> Given task
Count the lines of the items below that contain the string "white", with case taken into account. Provide only the number.
[BEGIN Dataset content]
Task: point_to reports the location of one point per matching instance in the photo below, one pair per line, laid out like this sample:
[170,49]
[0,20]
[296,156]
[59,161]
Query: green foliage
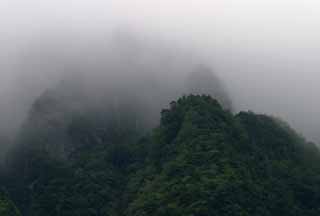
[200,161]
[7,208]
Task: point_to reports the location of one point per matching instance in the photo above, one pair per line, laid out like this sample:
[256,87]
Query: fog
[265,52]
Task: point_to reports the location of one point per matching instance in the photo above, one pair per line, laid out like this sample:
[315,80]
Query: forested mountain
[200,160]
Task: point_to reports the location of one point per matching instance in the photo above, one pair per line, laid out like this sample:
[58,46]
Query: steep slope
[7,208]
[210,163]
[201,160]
[END Dataset content]
[BEGIN Dataset content]
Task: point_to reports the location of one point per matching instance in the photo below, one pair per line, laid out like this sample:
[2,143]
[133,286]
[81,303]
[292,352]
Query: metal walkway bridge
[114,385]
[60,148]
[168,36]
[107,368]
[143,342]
[END Dataset content]
[BEGIN Dataset content]
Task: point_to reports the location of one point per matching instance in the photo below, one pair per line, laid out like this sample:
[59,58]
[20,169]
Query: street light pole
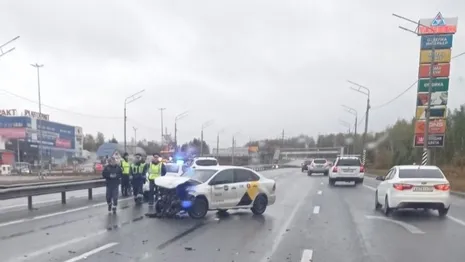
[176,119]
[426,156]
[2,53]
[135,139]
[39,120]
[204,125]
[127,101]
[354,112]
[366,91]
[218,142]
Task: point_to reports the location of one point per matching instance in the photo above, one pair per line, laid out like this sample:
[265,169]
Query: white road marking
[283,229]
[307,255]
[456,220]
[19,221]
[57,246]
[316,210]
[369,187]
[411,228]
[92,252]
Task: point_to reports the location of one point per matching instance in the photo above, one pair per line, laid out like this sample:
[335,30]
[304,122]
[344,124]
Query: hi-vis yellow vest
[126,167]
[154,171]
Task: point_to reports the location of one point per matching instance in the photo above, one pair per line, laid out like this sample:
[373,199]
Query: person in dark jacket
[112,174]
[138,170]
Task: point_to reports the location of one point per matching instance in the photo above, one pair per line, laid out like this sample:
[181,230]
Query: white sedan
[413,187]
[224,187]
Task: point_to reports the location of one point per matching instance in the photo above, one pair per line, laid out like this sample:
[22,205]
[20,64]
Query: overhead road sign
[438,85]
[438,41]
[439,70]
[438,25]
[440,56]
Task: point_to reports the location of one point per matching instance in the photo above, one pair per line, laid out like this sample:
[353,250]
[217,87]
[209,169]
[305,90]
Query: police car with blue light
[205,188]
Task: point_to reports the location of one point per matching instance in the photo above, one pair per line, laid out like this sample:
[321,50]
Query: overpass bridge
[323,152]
[END Dataset content]
> Solution to this exercise
2